# GIVEN RECORDS
-*-*-

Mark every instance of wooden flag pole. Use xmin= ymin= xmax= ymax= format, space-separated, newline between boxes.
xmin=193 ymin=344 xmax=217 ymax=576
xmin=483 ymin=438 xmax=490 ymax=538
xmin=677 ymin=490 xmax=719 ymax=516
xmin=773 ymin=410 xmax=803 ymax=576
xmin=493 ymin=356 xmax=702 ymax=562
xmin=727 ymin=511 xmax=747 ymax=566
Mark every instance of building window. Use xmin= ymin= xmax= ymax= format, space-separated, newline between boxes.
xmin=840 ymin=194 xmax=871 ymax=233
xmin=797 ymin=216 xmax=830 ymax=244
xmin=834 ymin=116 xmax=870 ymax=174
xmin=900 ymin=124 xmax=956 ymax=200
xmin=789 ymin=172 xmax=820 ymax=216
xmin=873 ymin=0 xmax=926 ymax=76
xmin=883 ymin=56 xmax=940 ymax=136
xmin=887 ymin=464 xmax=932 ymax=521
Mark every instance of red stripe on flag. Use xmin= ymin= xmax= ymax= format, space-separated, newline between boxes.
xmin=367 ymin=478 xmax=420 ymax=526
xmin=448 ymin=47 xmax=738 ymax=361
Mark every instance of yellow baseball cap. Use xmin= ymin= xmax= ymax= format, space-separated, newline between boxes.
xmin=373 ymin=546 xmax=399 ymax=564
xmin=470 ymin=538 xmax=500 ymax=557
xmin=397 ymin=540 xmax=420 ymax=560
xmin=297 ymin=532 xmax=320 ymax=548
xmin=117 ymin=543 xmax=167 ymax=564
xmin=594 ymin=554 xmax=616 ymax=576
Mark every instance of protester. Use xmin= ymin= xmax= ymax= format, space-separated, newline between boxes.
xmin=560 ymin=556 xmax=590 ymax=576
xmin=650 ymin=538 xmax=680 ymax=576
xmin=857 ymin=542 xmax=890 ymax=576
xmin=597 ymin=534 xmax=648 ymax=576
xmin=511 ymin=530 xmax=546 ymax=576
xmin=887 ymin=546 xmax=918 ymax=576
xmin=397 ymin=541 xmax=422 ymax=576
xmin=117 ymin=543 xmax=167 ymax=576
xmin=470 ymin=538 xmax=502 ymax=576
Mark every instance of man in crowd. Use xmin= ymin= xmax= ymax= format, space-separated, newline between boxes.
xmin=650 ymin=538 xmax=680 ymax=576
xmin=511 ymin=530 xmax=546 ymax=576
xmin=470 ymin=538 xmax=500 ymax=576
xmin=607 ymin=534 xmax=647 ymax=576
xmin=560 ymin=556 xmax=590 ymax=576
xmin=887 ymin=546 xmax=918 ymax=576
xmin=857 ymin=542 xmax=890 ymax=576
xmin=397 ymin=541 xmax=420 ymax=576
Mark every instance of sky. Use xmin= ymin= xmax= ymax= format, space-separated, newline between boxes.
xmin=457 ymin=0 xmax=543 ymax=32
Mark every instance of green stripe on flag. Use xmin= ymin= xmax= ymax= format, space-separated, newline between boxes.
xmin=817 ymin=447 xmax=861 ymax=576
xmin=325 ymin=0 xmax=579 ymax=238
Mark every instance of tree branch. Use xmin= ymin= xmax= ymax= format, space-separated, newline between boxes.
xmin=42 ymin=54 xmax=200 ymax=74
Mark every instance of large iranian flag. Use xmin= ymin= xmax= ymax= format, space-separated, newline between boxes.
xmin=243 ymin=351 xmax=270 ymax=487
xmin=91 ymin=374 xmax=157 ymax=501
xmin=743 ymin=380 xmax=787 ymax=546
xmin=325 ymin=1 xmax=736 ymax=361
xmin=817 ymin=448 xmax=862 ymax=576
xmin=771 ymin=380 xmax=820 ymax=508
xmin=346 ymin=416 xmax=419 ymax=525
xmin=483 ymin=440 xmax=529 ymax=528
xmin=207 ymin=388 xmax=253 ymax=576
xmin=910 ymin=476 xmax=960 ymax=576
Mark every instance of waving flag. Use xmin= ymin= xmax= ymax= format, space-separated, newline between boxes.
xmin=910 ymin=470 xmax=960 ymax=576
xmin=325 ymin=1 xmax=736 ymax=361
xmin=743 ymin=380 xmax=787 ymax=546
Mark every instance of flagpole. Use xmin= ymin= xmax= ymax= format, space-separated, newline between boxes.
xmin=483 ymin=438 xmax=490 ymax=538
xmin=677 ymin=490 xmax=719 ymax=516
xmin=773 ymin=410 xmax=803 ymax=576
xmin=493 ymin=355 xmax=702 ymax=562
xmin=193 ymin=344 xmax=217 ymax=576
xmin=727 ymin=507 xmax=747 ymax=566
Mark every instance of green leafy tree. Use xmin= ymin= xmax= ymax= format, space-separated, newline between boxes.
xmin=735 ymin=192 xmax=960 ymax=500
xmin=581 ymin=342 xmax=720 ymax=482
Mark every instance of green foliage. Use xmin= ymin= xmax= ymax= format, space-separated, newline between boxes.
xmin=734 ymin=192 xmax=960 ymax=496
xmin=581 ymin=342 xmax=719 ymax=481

-*-*-

# WHAT IS EXPECTED
Reproduce all of the items above, word for word and in their original order.

# WRITTEN REPLY
Mark every instance of wooden flag pole. Use xmin= ymin= xmax= ymax= format, space-separated, newline between boxes.
xmin=193 ymin=344 xmax=217 ymax=576
xmin=483 ymin=438 xmax=490 ymax=538
xmin=677 ymin=490 xmax=719 ymax=516
xmin=773 ymin=410 xmax=803 ymax=576
xmin=493 ymin=356 xmax=702 ymax=562
xmin=727 ymin=511 xmax=747 ymax=566
Mark every instance of building window. Use xmin= ymin= xmax= ymax= format, space-separated, newline between boxes.
xmin=840 ymin=194 xmax=871 ymax=233
xmin=797 ymin=216 xmax=830 ymax=244
xmin=834 ymin=116 xmax=870 ymax=174
xmin=900 ymin=124 xmax=956 ymax=200
xmin=789 ymin=172 xmax=820 ymax=216
xmin=873 ymin=0 xmax=926 ymax=76
xmin=883 ymin=56 xmax=940 ymax=136
xmin=887 ymin=464 xmax=932 ymax=521
Mark every instance of red stripe on flag. Use xmin= ymin= xmax= ymax= format, space-separated, newline between boxes.
xmin=367 ymin=478 xmax=420 ymax=526
xmin=448 ymin=47 xmax=738 ymax=361
Mark every instance of yellow baseball cap. Use xmin= ymin= xmax= ymax= format, space-separated, newline between boxes.
xmin=373 ymin=546 xmax=399 ymax=564
xmin=470 ymin=538 xmax=500 ymax=557
xmin=397 ymin=540 xmax=420 ymax=560
xmin=297 ymin=532 xmax=320 ymax=548
xmin=117 ymin=543 xmax=167 ymax=564
xmin=594 ymin=554 xmax=616 ymax=576
Mark every instance of protester. Use xmin= ymin= xmax= ymax= format, space-separated, newline between boxes.
xmin=560 ymin=556 xmax=590 ymax=576
xmin=650 ymin=538 xmax=680 ymax=576
xmin=857 ymin=542 xmax=890 ymax=576
xmin=597 ymin=534 xmax=648 ymax=576
xmin=511 ymin=530 xmax=546 ymax=576
xmin=887 ymin=546 xmax=918 ymax=576
xmin=397 ymin=541 xmax=422 ymax=576
xmin=117 ymin=543 xmax=167 ymax=576
xmin=470 ymin=538 xmax=502 ymax=576
Mark every instance of man in crowd. Use xmin= ymin= xmax= ymax= format, space-separated, newline between boxes.
xmin=650 ymin=538 xmax=680 ymax=576
xmin=511 ymin=530 xmax=546 ymax=576
xmin=470 ymin=538 xmax=500 ymax=576
xmin=607 ymin=534 xmax=647 ymax=576
xmin=560 ymin=556 xmax=590 ymax=576
xmin=887 ymin=546 xmax=918 ymax=576
xmin=857 ymin=542 xmax=890 ymax=576
xmin=397 ymin=541 xmax=420 ymax=576
Mark every instance of sky. Use xmin= ymin= xmax= ymax= format, space-separated, newline between boxes.
xmin=457 ymin=0 xmax=543 ymax=32
Mark every instance of green stripe on flag. Use xmin= ymin= xmax= ymax= format, space-separated, newline between boxes.
xmin=817 ymin=447 xmax=861 ymax=576
xmin=325 ymin=0 xmax=579 ymax=238
Mark every instance of tree branch. Use xmin= ymin= xmax= ymax= format, space-separated, newline between boxes.
xmin=42 ymin=54 xmax=200 ymax=74
Mark every instance of large iranian flag. Use xmin= ymin= xmax= ymax= format, space-separated, newline between boxes.
xmin=243 ymin=351 xmax=270 ymax=487
xmin=91 ymin=374 xmax=157 ymax=501
xmin=743 ymin=380 xmax=787 ymax=546
xmin=325 ymin=1 xmax=736 ymax=361
xmin=817 ymin=448 xmax=862 ymax=576
xmin=771 ymin=380 xmax=820 ymax=508
xmin=346 ymin=416 xmax=419 ymax=525
xmin=483 ymin=440 xmax=529 ymax=528
xmin=207 ymin=388 xmax=253 ymax=576
xmin=910 ymin=476 xmax=960 ymax=576
Mark every instance of waving flag. Use xmin= ymin= xmax= ymax= format, space-separated, newline between boxes.
xmin=910 ymin=470 xmax=960 ymax=576
xmin=325 ymin=1 xmax=736 ymax=361
xmin=743 ymin=380 xmax=787 ymax=546
Mark every instance of flagpole. Use xmin= ymin= xmax= ymax= format, space-separated, newline between boxes.
xmin=483 ymin=438 xmax=490 ymax=538
xmin=677 ymin=490 xmax=719 ymax=516
xmin=773 ymin=410 xmax=803 ymax=576
xmin=493 ymin=355 xmax=702 ymax=562
xmin=193 ymin=344 xmax=217 ymax=576
xmin=727 ymin=507 xmax=747 ymax=566
Mark every instance of green leafy tree. Use xmin= ymin= xmax= ymax= format, space-separated, newline between boxes.
xmin=735 ymin=192 xmax=960 ymax=500
xmin=581 ymin=342 xmax=720 ymax=482
Mark every instance of green foliage. Use xmin= ymin= xmax= ymax= format, space-separated, newline between boxes.
xmin=734 ymin=192 xmax=960 ymax=496
xmin=581 ymin=342 xmax=719 ymax=481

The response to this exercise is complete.